SOURCE DOCUMENT -
▬▬▬
A. WHEN a certain method of determining the top of the pressure column is used, the conditions of most accurate measurement of varying volumes of gas are satisfied by making the column of mercury, which measures the pressure, equal in length to the part of the eudiometer which is filled with the gas. In the usual form of the apparatus, the pressure column has to be longer, which immensely increases the difficulty of securing uniformity of temperature.

B. To define the top of the pressure column, I use a Jolly-point enclosed in the barometric vacuum; this makes the probable error at the top of this column evanescent. The whole error of the tension is therefore produced by the same uncertainty which produces the error in the observed volume. If now the Jolly-point is put at about the level of the top of the eudiometer tube, the probable error of the tension is the same part of the tension as the probable error of the observed volume is of the observed volume. This is the condition of the maximum accuracy.

C. To preserve the barometric vacuum over the pressure column, I shut off this column from communication with the rest of the apparatus except at the instant of a measurement. The screw of the fine adjustment formerly described serves also this purpose. The vacuum is found to be even more permanent than that of a barometer.

D. An auxiliary pressure tube is employed for preliminary adjustment. The bore of this tube is but a millimetre, which secures two important advantages.

E. The eudiometer tube is graduated with fine lines not over the eight-thousandth of an inch wide, in half millimetres. The graduation is affected with no relative errors of the hundredth of a millimetre. A reading microscope is carried on a cylinder so solidly connected with the iron tripod of the apparatus that ten pounds produce a relative flexure of only a tenth of a millimetre. This microscope is brought nearly to the level of the mercury in the eudiometer when the column in the pressure tube reaches just to the Jolly-point. The microscope is made to give distinct vision.
▬▬▬
PROBLEMS TO WORK ON -
1. Retype the eudiometer passage, beginning with the words "C. To preserve" and stopping after "of a barometer.".
2. Show each line of the rows that contains the string "jeans", matching case.
▬▬▬
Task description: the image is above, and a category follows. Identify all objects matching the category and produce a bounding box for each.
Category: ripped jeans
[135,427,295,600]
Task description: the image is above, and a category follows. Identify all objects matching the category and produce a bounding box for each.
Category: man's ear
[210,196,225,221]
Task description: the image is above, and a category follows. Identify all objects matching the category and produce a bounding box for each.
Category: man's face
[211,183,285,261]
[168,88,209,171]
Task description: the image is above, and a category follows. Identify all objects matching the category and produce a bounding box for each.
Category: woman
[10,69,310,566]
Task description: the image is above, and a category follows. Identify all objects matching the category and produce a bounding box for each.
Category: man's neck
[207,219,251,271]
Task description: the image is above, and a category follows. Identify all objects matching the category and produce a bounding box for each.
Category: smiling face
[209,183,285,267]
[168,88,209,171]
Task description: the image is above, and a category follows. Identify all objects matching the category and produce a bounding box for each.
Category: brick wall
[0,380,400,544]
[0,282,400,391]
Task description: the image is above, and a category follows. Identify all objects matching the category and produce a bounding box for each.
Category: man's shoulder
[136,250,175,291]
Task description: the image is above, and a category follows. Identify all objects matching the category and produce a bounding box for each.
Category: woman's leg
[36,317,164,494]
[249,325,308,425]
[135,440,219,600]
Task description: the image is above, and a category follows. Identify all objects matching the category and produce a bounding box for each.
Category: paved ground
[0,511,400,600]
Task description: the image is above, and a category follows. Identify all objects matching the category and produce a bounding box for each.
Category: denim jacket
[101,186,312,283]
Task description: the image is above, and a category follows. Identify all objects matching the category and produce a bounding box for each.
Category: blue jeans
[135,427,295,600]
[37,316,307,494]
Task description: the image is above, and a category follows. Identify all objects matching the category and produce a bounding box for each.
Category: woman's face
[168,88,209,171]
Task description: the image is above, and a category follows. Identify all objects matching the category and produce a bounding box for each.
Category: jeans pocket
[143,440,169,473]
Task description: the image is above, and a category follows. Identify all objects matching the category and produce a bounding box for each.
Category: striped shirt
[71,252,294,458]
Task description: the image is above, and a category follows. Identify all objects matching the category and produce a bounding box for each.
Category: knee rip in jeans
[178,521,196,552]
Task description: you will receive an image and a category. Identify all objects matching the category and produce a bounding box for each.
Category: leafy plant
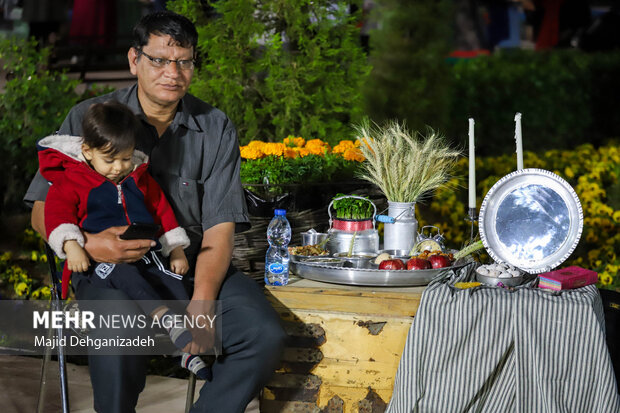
[0,38,79,209]
[168,0,370,143]
[241,137,364,194]
[364,0,456,134]
[356,121,460,202]
[333,193,374,219]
▬▬▬
SOLVED TASKS -
1.
C. To preserve the barometric vacuum over the pressure column, I shut off this column from communication with the rest of the apparatus except at the instant of a measurement. The screw of the fine adjustment formerly described serves also this purpose. The vacuum is found to be even more permanent than that of a barometer.

2.
Category: ripped jeans
Category: blue jeans
Category: jeans pocket
Category: knee rip in jeans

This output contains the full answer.